UK emissions and energy mix, now and in the future

The UK has a legal target to achieve net zero by 2050.

The target is a pledge to transform the UK economy and prioritise green growth. Billed as the biggest economic transformation since the industrial revolution, it is a challenge that calls for a concerted effort from society, businesses, academia, financial institutions and government.​

Focused on UK greenhouse gas emissions and their main source, our energy system, we look at the progress the UK has made to reach net zero since the target was set in 2019. We ask: Where does our energy come from? How do we use it? How green is our energy? ​

Our analysis shows that we have come a long way, but we need to go much further to fully transition to a green energy system. ​

Find out below which sectors need to reduce emissions faster and how we fare on UK targets to decarbonise electricity.

■ **Exercise**: According to the passage on UK emissions and energy mix, by what year does the UK have a legal target to achieve net zero? These lines were taken from a separate source.

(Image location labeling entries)
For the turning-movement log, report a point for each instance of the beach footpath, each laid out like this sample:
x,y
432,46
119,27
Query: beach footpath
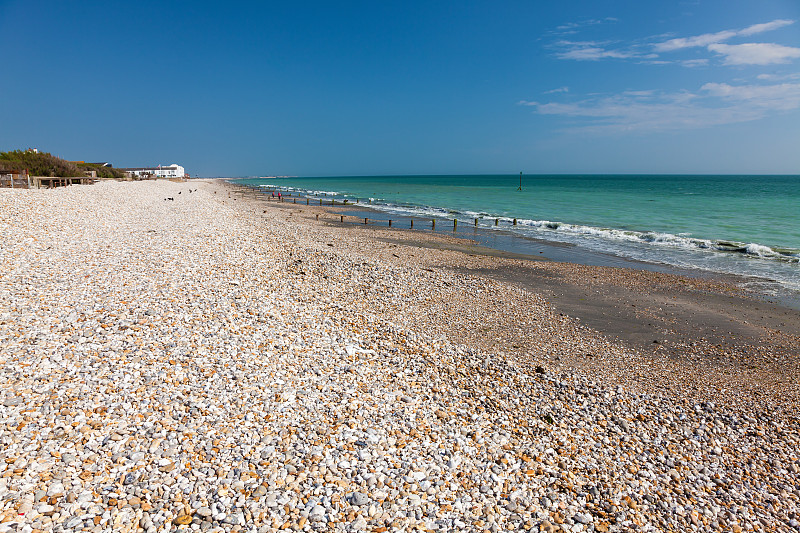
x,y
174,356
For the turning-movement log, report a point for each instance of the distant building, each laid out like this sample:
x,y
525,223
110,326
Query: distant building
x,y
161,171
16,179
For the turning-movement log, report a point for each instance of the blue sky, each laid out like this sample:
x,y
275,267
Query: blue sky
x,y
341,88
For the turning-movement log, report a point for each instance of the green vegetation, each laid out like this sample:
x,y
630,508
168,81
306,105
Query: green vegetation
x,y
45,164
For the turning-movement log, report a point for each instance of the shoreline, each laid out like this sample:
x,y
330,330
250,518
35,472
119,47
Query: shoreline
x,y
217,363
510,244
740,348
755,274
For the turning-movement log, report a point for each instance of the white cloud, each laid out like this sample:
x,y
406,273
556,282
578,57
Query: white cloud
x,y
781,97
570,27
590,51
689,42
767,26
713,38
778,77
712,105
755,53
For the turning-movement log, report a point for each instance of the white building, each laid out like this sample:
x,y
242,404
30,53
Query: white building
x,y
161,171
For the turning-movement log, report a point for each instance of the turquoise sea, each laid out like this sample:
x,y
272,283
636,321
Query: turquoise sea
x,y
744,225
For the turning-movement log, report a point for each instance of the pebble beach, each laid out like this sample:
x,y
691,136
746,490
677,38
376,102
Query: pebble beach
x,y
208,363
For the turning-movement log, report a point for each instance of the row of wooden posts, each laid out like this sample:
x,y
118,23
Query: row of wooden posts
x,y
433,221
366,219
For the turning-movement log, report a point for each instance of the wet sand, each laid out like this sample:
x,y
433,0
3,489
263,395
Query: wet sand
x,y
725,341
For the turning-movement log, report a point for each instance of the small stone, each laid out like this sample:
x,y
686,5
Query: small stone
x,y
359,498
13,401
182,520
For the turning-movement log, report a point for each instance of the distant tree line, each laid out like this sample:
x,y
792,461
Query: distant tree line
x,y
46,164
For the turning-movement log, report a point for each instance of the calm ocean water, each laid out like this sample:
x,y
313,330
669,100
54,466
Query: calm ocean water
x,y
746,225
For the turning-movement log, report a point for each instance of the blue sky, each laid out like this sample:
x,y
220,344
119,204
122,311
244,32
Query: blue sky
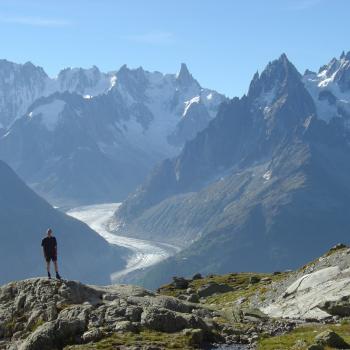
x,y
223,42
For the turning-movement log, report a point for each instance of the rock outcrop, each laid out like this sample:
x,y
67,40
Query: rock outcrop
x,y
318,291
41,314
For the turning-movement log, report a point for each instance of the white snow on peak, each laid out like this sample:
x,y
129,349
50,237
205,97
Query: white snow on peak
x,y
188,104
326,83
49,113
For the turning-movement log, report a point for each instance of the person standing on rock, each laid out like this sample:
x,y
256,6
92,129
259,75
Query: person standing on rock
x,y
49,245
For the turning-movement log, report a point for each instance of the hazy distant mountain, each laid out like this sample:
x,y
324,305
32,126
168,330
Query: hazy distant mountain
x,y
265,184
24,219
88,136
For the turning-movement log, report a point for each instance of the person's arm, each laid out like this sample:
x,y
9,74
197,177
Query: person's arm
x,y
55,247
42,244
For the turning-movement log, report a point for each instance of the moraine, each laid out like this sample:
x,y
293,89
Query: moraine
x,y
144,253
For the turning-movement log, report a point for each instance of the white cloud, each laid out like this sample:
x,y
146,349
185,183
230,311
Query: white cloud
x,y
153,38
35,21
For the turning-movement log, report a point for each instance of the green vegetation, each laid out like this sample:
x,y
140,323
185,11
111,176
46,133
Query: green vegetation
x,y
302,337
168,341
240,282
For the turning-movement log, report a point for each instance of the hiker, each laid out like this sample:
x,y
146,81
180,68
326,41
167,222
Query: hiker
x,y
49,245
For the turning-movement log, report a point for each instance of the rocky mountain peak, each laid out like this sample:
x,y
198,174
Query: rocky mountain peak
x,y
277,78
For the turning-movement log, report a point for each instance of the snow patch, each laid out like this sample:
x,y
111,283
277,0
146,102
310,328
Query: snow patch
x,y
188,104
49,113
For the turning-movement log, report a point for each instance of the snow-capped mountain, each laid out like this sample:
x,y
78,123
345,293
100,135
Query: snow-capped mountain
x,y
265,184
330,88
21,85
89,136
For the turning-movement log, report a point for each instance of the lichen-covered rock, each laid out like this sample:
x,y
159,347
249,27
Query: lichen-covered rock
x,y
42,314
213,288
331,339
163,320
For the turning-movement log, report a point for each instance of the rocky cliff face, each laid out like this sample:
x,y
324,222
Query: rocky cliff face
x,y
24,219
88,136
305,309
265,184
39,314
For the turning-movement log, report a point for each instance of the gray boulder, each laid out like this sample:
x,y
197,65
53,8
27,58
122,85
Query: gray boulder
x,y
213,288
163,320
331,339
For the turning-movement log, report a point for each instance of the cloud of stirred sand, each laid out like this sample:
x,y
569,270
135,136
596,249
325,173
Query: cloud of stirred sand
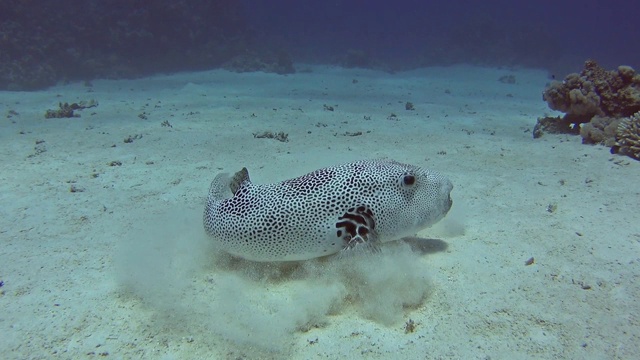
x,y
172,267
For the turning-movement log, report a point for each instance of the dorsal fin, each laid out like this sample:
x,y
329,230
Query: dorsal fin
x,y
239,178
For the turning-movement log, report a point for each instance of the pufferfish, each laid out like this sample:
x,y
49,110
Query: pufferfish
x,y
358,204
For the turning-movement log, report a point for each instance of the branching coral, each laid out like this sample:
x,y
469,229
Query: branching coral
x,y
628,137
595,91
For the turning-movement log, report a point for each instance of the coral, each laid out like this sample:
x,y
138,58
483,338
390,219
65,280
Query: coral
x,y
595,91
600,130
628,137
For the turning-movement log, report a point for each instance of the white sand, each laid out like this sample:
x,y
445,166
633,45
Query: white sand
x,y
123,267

■ **Solution to the problem**: 2050